[start of Stored records]

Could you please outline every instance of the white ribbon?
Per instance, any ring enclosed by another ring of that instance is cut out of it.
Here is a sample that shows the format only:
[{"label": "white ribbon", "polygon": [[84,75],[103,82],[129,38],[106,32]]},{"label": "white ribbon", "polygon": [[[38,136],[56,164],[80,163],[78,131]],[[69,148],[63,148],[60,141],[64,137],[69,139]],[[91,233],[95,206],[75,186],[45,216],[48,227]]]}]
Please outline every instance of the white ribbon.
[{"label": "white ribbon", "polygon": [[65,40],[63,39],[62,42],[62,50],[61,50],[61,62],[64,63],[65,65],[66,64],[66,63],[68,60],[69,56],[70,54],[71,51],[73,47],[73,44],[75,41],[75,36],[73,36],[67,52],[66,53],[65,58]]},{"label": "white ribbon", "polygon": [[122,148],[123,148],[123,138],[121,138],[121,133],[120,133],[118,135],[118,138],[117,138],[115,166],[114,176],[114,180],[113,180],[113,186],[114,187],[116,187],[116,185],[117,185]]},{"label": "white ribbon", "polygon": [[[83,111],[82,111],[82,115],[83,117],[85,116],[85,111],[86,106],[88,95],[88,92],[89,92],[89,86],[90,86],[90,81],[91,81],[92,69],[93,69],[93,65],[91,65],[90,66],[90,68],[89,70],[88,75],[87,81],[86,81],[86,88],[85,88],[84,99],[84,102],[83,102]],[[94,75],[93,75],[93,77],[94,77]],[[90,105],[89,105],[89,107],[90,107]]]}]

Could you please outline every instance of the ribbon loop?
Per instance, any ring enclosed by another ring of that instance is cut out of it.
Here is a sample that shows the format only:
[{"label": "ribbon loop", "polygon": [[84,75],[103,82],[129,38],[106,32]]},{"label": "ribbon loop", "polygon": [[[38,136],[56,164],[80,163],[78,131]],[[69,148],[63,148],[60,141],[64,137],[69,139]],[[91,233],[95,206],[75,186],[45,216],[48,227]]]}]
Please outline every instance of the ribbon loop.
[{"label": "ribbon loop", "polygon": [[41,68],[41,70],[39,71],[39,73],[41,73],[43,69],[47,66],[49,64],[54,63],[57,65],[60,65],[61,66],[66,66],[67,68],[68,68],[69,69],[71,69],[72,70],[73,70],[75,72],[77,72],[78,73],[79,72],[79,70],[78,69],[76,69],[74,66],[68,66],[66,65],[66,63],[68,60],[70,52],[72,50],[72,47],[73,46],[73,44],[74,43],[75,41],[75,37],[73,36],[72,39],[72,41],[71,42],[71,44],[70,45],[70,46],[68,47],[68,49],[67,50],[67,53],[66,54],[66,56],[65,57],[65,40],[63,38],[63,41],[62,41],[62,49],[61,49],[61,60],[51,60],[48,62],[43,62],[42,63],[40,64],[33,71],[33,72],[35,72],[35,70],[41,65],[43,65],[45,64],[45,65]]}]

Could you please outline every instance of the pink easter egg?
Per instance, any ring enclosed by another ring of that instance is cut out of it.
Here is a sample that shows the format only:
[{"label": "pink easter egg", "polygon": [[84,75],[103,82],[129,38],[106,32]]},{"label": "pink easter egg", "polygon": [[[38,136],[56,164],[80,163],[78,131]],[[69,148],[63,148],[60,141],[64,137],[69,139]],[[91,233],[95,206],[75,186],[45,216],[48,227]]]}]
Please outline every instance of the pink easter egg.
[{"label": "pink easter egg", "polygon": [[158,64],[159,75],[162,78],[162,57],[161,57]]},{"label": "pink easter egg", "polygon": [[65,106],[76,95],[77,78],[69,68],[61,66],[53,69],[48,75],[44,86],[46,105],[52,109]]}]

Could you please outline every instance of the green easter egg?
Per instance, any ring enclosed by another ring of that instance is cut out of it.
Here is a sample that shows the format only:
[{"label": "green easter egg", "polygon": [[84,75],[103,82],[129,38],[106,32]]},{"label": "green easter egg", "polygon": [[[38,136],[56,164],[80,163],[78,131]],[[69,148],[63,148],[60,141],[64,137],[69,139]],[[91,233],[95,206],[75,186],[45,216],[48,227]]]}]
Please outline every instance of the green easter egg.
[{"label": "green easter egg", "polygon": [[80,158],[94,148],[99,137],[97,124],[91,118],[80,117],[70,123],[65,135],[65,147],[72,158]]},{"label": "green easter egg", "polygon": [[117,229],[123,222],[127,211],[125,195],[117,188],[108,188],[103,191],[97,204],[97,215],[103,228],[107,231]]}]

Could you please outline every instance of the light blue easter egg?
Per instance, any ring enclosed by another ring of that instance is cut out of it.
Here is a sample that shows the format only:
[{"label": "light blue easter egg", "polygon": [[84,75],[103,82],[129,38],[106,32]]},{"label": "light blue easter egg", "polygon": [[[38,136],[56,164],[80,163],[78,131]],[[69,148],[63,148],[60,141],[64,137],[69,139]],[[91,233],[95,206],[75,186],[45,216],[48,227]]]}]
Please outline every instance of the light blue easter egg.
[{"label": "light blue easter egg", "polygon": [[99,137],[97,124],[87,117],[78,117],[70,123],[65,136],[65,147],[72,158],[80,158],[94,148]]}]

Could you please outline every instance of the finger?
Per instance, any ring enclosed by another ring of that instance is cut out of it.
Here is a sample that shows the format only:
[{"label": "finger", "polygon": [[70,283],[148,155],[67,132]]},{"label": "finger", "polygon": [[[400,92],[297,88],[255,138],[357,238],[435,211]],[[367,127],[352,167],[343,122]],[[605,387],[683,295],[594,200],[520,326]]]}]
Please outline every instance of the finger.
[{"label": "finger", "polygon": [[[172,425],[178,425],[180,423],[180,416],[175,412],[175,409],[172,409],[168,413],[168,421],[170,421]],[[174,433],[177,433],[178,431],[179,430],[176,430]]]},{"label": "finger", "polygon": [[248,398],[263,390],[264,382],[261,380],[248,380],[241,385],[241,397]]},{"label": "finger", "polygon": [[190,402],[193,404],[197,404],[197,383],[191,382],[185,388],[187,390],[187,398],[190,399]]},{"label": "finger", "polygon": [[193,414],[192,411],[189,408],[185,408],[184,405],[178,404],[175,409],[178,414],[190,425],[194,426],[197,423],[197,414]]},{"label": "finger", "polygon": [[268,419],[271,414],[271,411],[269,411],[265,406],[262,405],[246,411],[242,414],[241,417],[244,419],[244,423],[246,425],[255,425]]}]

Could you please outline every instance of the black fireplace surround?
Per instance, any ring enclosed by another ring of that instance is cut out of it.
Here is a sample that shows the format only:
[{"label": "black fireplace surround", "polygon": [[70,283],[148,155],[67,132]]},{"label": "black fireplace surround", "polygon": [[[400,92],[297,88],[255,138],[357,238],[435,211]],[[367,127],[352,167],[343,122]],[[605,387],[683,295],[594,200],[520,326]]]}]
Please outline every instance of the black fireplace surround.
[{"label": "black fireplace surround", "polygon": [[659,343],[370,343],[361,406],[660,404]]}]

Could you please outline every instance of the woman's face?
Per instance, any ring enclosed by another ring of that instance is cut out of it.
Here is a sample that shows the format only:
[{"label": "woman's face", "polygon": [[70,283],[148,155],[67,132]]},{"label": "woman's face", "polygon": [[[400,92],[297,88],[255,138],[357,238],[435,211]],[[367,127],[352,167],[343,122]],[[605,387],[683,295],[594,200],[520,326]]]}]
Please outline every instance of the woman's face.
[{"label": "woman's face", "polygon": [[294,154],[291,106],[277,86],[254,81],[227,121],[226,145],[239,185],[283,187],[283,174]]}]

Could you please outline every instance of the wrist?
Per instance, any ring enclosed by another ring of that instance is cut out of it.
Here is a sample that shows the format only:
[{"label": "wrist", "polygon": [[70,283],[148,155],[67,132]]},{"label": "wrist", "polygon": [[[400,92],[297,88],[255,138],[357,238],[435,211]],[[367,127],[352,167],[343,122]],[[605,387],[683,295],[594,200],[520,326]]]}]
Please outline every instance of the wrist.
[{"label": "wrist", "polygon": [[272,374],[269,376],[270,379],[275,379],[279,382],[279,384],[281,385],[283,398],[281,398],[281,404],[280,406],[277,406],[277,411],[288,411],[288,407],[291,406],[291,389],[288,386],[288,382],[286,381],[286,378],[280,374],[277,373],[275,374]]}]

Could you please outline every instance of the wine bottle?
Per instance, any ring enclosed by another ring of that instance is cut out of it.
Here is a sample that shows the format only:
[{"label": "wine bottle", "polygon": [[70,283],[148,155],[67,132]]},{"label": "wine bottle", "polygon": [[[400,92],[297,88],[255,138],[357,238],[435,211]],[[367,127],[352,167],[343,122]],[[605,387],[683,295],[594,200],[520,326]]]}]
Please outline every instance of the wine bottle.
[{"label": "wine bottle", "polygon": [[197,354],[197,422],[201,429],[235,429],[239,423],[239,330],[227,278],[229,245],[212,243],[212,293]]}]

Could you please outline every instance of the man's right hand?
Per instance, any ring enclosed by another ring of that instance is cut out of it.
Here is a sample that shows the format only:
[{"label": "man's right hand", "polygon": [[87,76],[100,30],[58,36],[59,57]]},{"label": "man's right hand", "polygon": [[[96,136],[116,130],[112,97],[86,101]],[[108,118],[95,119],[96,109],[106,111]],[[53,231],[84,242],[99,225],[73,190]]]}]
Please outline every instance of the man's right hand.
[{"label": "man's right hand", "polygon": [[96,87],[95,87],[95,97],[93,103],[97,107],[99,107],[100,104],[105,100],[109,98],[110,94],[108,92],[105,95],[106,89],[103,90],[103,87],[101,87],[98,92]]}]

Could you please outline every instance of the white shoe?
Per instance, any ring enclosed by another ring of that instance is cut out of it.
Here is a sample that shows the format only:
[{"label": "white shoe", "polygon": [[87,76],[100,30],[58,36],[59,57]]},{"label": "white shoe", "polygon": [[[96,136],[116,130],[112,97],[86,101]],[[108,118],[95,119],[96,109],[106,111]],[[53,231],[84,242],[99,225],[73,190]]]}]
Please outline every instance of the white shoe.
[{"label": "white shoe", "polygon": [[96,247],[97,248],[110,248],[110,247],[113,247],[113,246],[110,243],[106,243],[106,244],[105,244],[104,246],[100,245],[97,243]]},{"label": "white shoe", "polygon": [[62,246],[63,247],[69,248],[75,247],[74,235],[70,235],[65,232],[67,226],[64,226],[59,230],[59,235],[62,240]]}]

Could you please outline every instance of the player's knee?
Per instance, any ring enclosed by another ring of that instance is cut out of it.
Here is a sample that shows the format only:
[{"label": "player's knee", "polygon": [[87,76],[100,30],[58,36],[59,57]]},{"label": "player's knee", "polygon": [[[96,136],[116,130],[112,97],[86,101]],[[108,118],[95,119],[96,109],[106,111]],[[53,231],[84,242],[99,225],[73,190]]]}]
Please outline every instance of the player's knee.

[end of Stored records]

The exercise: Return verbatim the lines from the one containing "Could you please outline every instance of the man's" up to and including the one containing "Please outline every instance of the man's right hand.".

Answer to the exercise:
Could you please outline every instance of the man's right hand?
Per instance, any ring enclosed by another ring of that instance is cut out of it.
Here is a sample that shows the format only:
[{"label": "man's right hand", "polygon": [[87,76],[100,30],[58,36],[59,57]]},{"label": "man's right hand", "polygon": [[[96,136],[116,130],[112,97],[86,101]],[[108,118],[95,119],[96,109],[106,111]],[[53,231],[84,242],[99,225],[73,190]]]}]
Please outline every instance of the man's right hand.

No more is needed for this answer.